Task to complete>
Please state in a single number how many lines of the entries below include the word "stripe".

Dataset records:
····················

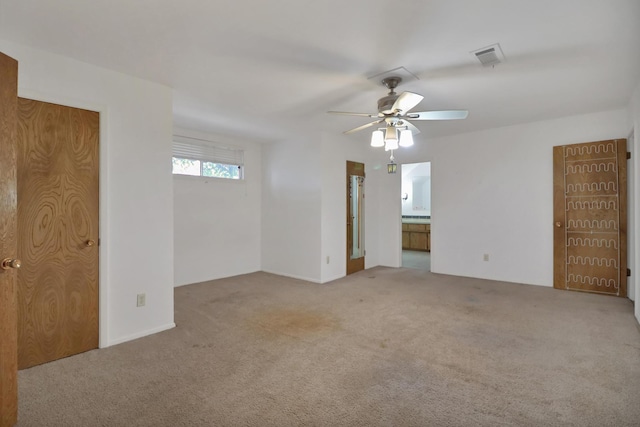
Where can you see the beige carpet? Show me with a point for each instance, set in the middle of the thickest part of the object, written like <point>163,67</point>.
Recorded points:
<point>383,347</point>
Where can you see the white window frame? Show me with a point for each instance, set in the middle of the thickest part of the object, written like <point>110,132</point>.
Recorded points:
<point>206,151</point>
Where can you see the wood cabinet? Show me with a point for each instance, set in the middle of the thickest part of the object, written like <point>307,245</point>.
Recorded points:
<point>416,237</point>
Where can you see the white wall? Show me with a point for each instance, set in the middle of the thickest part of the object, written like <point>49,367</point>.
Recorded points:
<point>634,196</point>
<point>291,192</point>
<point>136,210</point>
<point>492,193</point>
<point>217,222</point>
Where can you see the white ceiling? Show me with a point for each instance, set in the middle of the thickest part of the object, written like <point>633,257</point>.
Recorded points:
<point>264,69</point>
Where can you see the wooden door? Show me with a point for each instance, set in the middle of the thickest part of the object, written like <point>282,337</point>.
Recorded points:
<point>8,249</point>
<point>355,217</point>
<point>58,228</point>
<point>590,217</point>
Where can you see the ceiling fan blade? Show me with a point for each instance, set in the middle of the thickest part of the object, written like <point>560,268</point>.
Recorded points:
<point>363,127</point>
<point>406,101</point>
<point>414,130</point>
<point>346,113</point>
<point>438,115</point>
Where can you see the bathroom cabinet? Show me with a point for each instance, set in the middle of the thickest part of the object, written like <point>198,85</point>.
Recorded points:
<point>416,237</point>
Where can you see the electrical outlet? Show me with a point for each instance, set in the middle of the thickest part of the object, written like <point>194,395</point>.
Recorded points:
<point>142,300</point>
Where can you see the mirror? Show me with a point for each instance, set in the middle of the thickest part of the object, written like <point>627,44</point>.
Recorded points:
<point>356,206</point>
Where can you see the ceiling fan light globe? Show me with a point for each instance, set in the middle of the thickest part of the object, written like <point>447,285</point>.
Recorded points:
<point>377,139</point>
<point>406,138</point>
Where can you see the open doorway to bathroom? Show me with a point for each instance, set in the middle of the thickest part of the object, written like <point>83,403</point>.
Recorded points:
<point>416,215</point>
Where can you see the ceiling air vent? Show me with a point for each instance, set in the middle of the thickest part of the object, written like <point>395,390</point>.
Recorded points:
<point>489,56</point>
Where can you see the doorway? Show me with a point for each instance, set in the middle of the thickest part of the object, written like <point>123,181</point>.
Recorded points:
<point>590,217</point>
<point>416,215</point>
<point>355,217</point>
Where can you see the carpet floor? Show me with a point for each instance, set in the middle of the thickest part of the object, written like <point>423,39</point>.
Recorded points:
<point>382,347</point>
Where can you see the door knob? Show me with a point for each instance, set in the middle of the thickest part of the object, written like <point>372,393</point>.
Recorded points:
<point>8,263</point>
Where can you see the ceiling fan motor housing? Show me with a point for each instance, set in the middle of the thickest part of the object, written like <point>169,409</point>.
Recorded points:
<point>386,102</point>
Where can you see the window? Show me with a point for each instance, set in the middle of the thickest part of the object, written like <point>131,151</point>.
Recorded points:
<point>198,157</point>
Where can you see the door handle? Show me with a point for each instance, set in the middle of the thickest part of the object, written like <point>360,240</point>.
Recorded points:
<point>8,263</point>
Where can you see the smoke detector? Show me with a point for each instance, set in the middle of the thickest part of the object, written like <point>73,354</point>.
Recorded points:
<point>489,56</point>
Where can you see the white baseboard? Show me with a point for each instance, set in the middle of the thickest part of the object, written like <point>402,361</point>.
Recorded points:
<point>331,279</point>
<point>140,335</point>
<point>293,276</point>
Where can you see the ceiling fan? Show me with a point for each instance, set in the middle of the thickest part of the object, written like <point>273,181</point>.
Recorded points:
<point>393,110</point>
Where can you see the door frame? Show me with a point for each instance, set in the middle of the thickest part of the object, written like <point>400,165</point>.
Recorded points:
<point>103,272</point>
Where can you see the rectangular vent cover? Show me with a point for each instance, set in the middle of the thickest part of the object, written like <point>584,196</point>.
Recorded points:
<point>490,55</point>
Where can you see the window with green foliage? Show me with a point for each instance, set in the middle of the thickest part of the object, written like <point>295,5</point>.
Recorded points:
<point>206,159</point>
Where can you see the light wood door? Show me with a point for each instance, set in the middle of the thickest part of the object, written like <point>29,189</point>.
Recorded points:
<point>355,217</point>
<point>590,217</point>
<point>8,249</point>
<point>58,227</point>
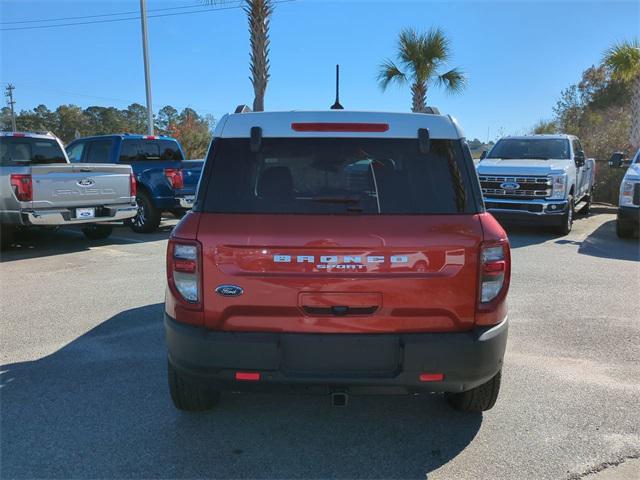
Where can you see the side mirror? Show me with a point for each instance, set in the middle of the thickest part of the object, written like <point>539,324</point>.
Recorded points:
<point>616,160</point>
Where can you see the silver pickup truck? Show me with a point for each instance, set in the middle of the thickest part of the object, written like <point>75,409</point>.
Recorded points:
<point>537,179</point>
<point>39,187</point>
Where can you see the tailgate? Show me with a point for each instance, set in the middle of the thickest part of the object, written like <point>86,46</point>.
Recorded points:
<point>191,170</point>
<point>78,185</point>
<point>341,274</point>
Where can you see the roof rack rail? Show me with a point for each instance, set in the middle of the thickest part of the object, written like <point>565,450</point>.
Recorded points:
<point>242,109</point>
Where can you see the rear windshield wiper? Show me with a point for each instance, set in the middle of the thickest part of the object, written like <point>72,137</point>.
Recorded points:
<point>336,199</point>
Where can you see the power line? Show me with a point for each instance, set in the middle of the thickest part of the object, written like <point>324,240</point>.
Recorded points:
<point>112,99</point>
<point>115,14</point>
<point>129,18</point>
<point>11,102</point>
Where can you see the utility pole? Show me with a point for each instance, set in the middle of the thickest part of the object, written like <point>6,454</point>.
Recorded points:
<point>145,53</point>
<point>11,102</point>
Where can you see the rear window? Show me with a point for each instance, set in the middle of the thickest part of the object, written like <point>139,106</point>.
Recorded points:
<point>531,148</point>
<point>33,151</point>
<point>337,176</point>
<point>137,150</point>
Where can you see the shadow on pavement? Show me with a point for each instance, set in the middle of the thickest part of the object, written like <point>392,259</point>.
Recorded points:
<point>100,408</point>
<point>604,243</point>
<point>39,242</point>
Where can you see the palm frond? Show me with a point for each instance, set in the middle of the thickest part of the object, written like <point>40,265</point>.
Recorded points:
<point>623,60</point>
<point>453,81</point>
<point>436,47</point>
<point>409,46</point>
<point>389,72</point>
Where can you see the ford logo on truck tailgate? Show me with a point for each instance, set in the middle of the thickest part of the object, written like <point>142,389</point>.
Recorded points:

····················

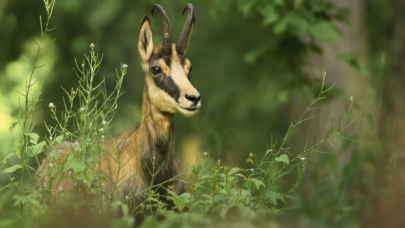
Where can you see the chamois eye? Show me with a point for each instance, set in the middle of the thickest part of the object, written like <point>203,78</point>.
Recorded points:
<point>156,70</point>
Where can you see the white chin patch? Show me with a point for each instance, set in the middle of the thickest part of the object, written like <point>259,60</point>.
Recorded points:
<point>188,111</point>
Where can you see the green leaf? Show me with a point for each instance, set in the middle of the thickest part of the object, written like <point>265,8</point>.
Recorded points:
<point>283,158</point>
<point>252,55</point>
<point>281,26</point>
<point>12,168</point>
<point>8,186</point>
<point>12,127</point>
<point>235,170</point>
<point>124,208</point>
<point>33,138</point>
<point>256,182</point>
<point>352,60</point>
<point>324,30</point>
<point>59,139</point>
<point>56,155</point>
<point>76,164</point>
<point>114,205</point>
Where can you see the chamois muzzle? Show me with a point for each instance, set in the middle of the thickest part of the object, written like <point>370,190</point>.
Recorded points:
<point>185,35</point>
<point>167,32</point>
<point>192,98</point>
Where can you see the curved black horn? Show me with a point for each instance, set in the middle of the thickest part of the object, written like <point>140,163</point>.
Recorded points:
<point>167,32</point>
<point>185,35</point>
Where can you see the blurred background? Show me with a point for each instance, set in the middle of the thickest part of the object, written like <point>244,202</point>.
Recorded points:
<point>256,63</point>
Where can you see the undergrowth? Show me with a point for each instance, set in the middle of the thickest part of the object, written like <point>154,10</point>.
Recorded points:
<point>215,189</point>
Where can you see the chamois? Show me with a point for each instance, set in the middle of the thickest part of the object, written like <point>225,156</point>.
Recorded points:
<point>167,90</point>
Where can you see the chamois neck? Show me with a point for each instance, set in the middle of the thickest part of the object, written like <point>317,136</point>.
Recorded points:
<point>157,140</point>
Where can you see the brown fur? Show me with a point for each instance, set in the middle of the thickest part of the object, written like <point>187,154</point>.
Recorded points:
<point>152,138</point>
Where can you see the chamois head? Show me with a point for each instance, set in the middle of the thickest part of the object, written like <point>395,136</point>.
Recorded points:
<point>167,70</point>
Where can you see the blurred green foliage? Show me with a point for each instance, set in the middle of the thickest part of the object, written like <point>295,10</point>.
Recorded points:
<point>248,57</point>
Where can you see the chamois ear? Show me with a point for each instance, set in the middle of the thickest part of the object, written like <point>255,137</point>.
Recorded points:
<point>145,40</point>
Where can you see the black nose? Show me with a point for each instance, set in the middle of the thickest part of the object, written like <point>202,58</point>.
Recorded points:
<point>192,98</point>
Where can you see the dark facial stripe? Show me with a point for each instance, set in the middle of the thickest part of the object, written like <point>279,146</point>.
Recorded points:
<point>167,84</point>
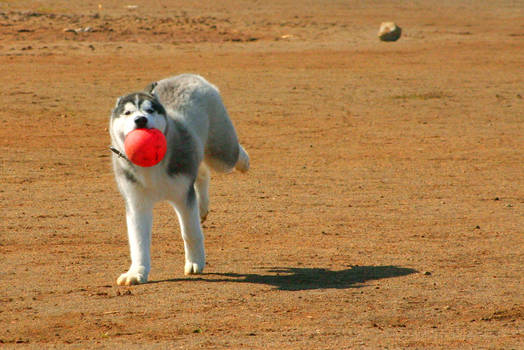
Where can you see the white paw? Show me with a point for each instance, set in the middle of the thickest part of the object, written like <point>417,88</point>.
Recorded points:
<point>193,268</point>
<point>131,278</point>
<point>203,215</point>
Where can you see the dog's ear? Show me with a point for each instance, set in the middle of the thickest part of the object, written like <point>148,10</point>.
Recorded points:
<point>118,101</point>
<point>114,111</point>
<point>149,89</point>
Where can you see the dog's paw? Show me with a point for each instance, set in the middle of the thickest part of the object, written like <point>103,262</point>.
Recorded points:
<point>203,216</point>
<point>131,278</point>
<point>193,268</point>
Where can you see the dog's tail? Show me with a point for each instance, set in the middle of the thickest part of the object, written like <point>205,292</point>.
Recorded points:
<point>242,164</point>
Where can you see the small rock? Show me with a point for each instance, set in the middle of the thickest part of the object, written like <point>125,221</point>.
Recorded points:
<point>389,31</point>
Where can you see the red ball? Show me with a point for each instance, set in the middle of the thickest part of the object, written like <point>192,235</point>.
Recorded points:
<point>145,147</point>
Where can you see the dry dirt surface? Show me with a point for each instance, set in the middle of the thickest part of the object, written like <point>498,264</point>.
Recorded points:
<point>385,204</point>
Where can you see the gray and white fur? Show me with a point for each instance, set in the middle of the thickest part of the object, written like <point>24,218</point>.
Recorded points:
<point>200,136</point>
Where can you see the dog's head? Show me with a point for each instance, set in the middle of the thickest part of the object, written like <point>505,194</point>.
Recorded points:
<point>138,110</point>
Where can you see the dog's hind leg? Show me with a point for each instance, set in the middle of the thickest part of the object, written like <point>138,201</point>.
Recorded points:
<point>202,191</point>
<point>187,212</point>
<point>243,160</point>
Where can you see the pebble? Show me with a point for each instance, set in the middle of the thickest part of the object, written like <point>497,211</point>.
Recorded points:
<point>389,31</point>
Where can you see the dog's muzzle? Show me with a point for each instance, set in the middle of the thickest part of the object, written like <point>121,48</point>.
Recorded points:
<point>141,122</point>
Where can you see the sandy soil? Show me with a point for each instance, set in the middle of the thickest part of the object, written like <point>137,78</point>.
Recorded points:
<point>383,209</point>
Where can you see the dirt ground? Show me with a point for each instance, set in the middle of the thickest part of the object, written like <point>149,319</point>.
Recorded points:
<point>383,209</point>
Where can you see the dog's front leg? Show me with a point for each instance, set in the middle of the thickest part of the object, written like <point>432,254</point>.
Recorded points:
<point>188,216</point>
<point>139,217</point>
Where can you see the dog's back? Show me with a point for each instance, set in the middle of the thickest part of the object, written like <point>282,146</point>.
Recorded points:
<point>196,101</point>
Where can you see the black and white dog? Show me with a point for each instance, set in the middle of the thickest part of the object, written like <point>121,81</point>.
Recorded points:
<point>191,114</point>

····················

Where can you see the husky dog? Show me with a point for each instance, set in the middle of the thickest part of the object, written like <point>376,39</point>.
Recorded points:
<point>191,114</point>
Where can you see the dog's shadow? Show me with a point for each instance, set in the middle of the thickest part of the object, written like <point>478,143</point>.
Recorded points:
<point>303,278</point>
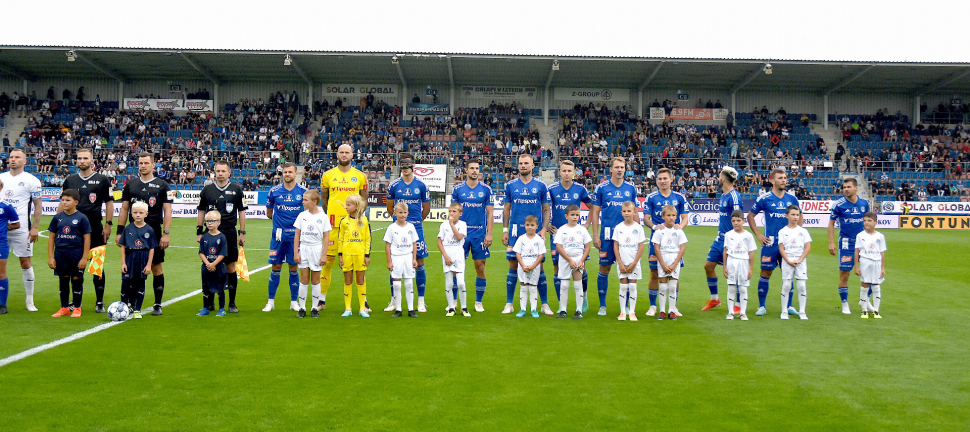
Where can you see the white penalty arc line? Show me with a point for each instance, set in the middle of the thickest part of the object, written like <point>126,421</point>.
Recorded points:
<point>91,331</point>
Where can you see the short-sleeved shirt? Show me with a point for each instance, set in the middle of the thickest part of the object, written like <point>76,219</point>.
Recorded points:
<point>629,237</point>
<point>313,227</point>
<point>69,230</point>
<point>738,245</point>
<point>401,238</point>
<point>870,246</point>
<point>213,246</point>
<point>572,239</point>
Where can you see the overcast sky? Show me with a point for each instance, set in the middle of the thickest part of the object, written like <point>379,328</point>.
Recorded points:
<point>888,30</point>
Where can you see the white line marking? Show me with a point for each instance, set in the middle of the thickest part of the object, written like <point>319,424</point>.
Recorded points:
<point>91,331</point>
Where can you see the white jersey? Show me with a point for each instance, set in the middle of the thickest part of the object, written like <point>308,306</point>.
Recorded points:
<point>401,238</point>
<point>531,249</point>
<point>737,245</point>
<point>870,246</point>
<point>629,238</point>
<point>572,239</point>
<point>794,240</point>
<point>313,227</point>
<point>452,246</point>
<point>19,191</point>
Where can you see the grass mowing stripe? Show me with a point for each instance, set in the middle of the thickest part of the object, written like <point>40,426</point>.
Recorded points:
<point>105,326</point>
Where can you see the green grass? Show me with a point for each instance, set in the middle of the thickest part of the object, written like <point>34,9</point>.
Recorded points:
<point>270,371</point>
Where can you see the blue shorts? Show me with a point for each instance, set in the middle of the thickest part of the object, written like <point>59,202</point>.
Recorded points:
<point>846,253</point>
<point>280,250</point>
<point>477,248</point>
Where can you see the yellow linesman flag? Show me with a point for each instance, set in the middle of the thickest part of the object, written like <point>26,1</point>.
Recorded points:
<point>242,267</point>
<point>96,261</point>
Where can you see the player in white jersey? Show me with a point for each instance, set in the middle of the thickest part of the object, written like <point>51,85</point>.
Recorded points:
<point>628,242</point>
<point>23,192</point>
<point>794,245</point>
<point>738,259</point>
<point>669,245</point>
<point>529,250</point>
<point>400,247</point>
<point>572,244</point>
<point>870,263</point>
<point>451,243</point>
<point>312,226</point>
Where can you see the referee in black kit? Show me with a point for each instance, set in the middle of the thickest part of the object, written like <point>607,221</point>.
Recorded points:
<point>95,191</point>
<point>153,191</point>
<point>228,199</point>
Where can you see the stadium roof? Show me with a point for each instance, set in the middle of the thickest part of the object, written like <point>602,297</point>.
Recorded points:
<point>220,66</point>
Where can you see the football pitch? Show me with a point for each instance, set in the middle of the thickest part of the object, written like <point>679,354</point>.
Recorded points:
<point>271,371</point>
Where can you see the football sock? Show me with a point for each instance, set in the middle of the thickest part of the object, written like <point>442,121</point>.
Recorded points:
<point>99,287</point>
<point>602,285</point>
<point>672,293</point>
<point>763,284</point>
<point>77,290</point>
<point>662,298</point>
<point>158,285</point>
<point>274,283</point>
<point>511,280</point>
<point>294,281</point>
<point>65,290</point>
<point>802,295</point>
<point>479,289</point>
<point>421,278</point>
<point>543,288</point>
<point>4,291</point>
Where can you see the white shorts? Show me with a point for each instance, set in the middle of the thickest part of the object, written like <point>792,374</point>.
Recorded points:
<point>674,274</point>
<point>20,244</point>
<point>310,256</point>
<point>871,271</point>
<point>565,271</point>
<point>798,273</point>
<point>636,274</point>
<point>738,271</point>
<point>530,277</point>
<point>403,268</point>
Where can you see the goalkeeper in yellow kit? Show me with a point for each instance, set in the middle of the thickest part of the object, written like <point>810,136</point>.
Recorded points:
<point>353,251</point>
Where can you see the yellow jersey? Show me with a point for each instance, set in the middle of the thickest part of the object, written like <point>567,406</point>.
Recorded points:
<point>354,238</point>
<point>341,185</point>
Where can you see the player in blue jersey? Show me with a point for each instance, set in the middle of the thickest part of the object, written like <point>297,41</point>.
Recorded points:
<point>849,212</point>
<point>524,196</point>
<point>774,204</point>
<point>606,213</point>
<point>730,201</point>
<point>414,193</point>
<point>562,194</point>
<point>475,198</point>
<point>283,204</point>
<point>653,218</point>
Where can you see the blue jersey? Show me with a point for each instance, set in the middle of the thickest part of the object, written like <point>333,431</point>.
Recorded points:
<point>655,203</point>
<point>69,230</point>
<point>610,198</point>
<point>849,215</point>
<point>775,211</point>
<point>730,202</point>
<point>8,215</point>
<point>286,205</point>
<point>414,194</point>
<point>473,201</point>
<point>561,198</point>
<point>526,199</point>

····················

Output of the task>
2